◆ **YOUR TASKS**
a – Extract the passage from the article about Ahmed Naje, from "The Persecuted Novelist" up to and including "is being scheduled.".
b – List every country mentioned by name in the article about Ahmed Naje.

Jan 14, 2016

The Persecuted Novelist of Dystopian Cairo

EGYPTIAN NOVELIST AHMED NAJE, 30, is facing charges for sexually explicit fiction following a complaint from a “concerned citizen” who read an excerpt of Naje’s Using Life [Istikhdam al-Hayat] in the literary weekly Akhbar al-Adab. Both Naje and his editor were charged in October with “infringing on public decency,” a crime that could send him to prison for two years. Earlier this month, Naje and his editor were acquitted in the second hearing of the case, but the prosecution has appealed the case and a retrial is being scheduled.
I have known Naje since we were teenagers, publishing and discussing literature on the internet. He too grew up in Kuwait before returning to his native Egypt to study journalism. Since then, we witnessed the trials and arrests of several writers in the Middle East. Just last month, our colleague Ashraf Fayadh was sentenced to death in Saudi Arabia for “spreading atheism” through his poetry. Meanwhile, other writers linger in jail, including the Omani poet Muawiya al-Rawahi, who is imprisoned in the United Arab Emirates for insulting state leaders.

◆ **AVAILABLE DATA**
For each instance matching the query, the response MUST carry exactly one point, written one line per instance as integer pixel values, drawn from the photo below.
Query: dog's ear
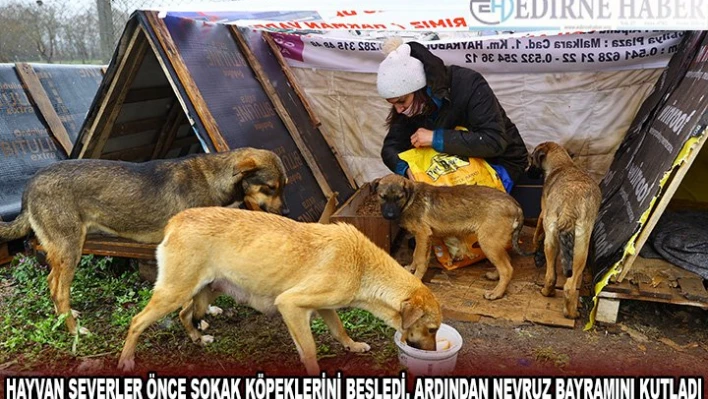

◆ **SOLUTIONS IN ORDER**
a –
The Persecuted Novelist of Dystopian Cairo

EGYPTIAN NOVELIST AHMED NAJE, 30, is facing charges for sexually explicit fiction following a complaint from a “concerned citizen” who read an excerpt of Naje’s Using Life [Istikhdam al-Hayat] in the literary weekly Akhbar al-Adab. Both Naje and his editor were charged in October with “infringing on public decency,” a crime that could send him to prison for two years. Earlier this month, Naje and his editor were acquitted in the second hearing of the case, but the prosecution has appealed the case and a retrial is being scheduled.

b –
Kuwait
Egypt
Saudi Arabia
United Arab Emirates